[Activity] Please retype the data that follows, starting at the line containing "Target: grass" and stopping after the last line.

*** Block opens ***

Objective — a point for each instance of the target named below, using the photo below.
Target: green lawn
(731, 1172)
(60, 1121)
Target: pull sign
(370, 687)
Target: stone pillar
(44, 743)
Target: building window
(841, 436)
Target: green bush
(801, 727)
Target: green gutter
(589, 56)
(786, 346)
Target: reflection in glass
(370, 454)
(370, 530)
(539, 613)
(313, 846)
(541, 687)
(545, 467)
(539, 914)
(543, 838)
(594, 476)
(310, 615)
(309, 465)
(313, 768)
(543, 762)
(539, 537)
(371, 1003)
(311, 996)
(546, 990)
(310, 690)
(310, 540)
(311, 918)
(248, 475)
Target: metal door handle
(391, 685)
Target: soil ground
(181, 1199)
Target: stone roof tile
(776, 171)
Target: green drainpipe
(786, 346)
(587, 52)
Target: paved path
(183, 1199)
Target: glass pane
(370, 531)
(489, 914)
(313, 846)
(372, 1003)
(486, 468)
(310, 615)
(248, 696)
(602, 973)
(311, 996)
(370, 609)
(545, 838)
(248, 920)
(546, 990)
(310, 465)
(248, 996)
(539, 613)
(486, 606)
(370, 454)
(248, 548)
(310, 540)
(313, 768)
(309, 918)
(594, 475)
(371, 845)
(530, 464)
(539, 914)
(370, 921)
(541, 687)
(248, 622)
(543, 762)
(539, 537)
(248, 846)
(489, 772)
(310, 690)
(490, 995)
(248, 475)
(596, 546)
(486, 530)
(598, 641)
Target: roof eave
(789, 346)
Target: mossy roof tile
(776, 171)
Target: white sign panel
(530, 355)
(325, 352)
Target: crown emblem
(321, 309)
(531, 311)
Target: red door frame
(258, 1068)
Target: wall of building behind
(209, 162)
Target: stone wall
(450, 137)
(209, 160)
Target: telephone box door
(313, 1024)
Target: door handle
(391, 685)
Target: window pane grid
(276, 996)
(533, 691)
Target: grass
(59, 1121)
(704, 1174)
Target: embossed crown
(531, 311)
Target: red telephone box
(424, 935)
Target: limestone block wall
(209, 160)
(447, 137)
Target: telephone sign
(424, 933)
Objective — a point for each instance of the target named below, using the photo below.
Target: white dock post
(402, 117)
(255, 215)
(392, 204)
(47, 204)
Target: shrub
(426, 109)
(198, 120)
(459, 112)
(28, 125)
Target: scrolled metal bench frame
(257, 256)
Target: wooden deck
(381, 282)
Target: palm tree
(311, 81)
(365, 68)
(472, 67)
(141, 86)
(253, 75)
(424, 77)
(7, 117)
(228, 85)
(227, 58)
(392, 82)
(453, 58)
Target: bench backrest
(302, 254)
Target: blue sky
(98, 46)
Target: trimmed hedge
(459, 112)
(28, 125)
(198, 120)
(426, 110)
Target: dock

*** Block closes ***

[Task result]
Target: grass
(59, 1121)
(704, 1174)
Target: embossed crown
(531, 311)
Target: red telephone box
(424, 935)
Target: limestone block wall
(209, 160)
(447, 137)
Target: telephone sign
(424, 933)
Objective — a point for each instance of the target named below, using the photo below.
Target: white dock post
(402, 117)
(255, 215)
(392, 204)
(47, 204)
Target: shrub
(426, 109)
(198, 120)
(459, 112)
(28, 125)
Target: scrolled metal bench frame
(257, 256)
Target: wooden deck
(381, 282)
Target: palm tree
(311, 81)
(365, 68)
(472, 67)
(141, 86)
(253, 75)
(424, 77)
(7, 117)
(228, 85)
(227, 58)
(392, 82)
(453, 58)
Target: bench backrest
(302, 254)
Target: blue sky
(98, 46)
Target: trimmed hedge
(459, 112)
(28, 125)
(198, 120)
(426, 110)
Target: dock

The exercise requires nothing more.